== Text segment
# Brine for pops bacon too shallow....



## sirsmokey (Feb 4, 2016)

So let me start by saying that I think I read well over 100 full threads in the bacon section here and I can't recal seeing the answer to my question. I'm doing pops brine on some belly as we speak and I followed the recipe beside the reduction of white salt. I set the three hunks in the bucket and the 1 gallon of brine was not enough to cover it. I went ahead and made a half gallon more of the brine using half of the ingriedient quantities including the pink salt. My belly is 9.34 lb . I should have asked if it was ok to add the extra brine ahead of me doing it but I was on a roll and didn't wanna stop. Will this be ok since there is more cure per pound of meat now that I added the extra half gallon of brine? Please tell me yes. I'm thinking it will be ok but I wanna check.  I'm thinking if anything maybe take it out a little early if the extra addition was too much. Oh and I have them standing on the sides ( like in the original posting for the brine) and some parts are touching together. Should I give the bucket a little shake every couple of days so the liquid can get to all of it? 













image.jpeg



__ sirsmokey
__ Feb 4, 2016





Thanks guys.


----------



## pc farmer (Feb 4, 2016)

Its ok to do that and you will be fine.

I usually don't mess with the meat or brine while curing.  Maybe others do?


----------



## daveomak (Feb 4, 2016)
====
> [Short exercise 1] Set down every row exactly, from the one containing "Annotate the woman's face" through the last row, including both ends. Leave the pictures out of your answer.
The bacon brine thread has no connection to the rows that come after it.
== Extracted data
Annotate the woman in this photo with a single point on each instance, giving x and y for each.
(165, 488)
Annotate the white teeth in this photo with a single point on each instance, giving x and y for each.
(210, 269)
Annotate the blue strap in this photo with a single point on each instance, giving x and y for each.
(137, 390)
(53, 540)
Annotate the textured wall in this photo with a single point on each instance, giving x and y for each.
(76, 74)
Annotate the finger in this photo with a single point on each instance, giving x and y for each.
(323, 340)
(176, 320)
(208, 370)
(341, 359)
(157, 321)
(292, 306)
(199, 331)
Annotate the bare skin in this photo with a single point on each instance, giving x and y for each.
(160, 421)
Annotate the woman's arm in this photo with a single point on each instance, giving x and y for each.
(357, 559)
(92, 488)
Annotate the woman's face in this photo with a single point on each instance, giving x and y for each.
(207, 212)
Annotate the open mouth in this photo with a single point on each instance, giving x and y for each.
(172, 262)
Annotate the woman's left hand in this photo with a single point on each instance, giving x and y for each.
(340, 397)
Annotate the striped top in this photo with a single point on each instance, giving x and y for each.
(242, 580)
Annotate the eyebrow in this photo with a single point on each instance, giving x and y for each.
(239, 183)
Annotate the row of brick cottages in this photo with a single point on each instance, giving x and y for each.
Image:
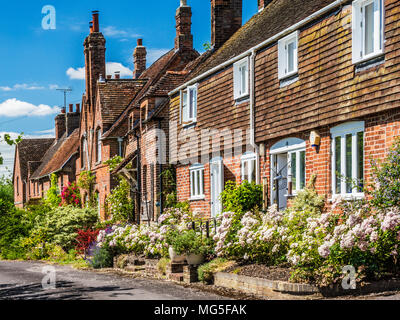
====
> [Short exercise 2]
Answer these questions about the bacon brine thread:
(a) How much did the belly weigh?
(b) How much extra brine was made after the first gallon did not cover the meat?
(c) What does pc farmer usually do with the meat and brine while curing?

> [Complete response 1]
Annotate the woman's face in this photo with a single point on each instance, giving x and y for each.
(207, 212)
Annotate the open mouth in this photo with a single point on each instance, giving x and y for each.
(172, 262)
Annotate the woman's left hand in this photo with a single point on each instance, giving x and y for each.
(340, 397)
Annotate the striped top in this photo with a single point on each instance, giving x and y for each.
(242, 580)
Annotate the eyebrow in this photo with a single point on each instance, giving x and y for each.
(239, 183)
Annotate the row of brick cottages in this photo with a single point on each instance, giving x and y for each.
Image:

> [Complete response 2]
(a) 9.34 lb.
(b) Half a gallon.
(c) pc farmer usually leaves the meat and brine alone during curing.